PROBLEM DETAILS:
Copy the data below from the line containing "[mark] aquatic plant" through the line containing "[mark] castle (a", with "bridge railing" renamed to "bridge handrail" and everything else left unchanged. Give only that part.

EXTRACTED INFORMATION:
*****
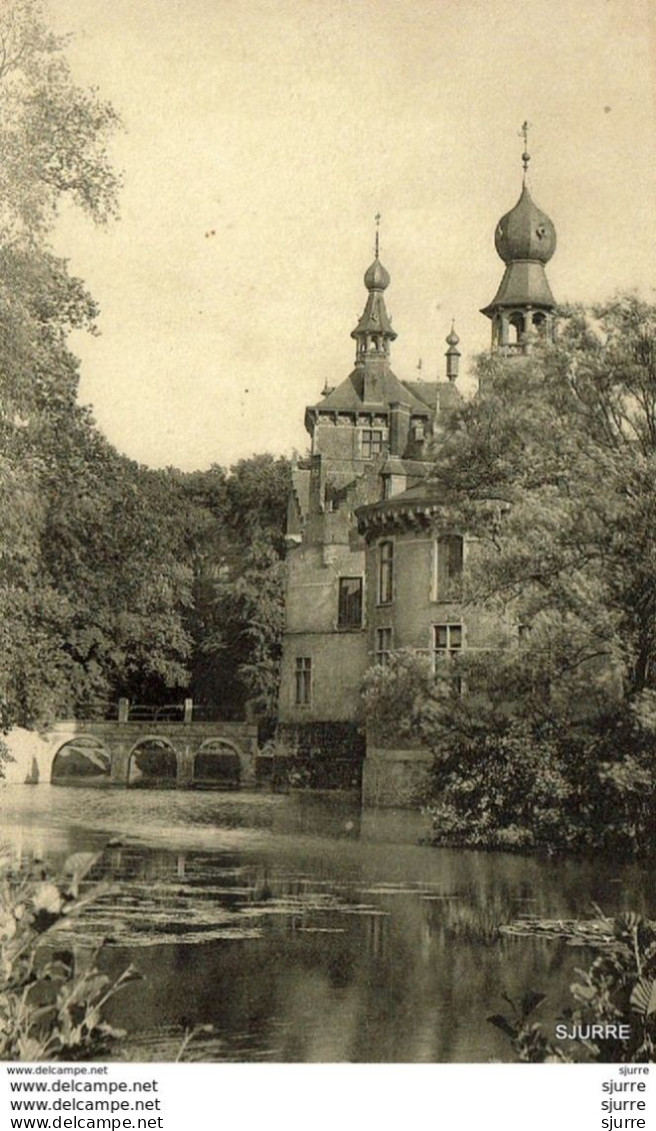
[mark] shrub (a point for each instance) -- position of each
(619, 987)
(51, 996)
*****
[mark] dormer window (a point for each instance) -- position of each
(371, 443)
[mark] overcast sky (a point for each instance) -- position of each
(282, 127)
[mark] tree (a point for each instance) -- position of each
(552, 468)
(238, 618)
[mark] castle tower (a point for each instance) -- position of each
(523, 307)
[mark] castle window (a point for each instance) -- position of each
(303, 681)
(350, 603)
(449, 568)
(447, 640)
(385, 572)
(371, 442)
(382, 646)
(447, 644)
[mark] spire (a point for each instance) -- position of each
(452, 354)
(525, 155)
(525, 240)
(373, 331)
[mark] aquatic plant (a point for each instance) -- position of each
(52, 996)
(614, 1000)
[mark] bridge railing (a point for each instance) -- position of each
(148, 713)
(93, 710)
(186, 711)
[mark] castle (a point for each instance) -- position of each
*****
RESULT FOR THIS TASK:
[mark] aquatic plant (a point for each instance) -- position of each
(52, 996)
(614, 1000)
[mark] bridge handrail (a point for each instance) -- position of each
(148, 713)
(93, 710)
(186, 711)
[mark] castle (a point for each instance) -- position of each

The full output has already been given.